- What you need to do:
Which lines in the records below contain the string "grass"? Return each of them in full.

- Supplied material:
** START **
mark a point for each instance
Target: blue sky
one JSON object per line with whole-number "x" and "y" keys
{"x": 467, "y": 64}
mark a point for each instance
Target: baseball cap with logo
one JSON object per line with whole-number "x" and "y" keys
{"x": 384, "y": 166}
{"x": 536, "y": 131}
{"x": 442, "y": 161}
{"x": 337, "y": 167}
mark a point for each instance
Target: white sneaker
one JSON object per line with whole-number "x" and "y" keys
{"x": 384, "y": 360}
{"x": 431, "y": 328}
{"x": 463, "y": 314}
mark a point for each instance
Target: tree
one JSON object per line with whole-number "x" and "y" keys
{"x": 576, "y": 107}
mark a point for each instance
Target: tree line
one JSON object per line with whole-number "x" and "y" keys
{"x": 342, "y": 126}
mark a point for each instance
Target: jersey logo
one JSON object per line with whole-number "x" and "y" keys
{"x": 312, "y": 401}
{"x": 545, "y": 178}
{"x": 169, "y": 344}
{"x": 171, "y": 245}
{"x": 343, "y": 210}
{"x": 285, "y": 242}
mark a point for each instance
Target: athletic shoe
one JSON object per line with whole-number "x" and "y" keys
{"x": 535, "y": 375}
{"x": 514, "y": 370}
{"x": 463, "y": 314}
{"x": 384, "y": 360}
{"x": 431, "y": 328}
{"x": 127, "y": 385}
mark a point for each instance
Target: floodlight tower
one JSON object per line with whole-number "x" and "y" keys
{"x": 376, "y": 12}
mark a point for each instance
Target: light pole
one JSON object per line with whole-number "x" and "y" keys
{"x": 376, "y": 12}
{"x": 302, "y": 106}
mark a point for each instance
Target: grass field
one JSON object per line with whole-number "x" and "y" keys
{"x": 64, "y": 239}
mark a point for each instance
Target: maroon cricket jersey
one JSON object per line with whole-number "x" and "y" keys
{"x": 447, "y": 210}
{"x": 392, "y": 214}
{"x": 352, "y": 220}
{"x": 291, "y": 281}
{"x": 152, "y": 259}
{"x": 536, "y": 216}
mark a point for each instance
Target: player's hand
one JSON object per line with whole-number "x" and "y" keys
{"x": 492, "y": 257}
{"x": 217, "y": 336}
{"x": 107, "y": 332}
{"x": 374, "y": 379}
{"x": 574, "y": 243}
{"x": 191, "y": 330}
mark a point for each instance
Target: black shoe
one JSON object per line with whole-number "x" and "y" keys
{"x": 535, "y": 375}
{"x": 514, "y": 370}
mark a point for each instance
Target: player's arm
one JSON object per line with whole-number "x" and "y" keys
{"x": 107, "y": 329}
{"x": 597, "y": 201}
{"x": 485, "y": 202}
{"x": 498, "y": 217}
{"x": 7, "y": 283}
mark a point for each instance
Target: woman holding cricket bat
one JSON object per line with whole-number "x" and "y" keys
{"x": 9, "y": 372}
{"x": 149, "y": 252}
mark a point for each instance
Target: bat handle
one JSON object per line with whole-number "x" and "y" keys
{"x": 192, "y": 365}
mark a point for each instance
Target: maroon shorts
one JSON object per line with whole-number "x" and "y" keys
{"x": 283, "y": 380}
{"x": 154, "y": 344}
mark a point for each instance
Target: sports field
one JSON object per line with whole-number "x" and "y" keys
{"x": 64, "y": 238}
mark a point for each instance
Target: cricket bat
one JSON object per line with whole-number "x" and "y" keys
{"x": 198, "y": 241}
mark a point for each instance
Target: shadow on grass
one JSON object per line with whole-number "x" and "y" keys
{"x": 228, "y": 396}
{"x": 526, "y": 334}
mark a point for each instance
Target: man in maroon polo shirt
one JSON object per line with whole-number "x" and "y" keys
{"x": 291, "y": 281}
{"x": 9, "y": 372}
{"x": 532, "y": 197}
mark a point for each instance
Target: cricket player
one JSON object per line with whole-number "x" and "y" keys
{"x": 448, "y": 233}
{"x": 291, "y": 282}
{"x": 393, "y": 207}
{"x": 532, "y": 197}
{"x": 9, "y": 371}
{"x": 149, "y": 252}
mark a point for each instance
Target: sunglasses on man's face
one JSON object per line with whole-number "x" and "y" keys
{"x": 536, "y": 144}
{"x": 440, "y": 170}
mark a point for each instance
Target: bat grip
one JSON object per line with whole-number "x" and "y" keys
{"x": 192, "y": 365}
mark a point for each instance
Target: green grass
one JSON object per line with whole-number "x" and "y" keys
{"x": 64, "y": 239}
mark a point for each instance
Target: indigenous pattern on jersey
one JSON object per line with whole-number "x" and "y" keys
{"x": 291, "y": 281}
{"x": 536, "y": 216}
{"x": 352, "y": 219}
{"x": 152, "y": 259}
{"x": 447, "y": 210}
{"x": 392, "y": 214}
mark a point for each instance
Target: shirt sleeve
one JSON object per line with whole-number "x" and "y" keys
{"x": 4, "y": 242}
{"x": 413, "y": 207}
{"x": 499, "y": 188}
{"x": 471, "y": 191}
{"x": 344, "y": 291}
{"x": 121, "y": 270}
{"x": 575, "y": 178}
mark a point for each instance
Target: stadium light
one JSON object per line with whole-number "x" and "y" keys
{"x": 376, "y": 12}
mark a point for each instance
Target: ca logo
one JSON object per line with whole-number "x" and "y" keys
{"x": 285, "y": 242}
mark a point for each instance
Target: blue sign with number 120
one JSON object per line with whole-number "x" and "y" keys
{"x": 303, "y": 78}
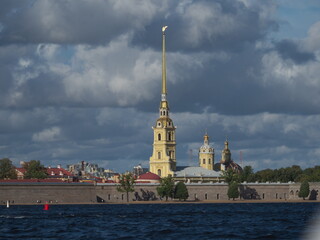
** END **
- Solution to the exercise:
Target: grass field
Target: shadow on grass
Target: green grass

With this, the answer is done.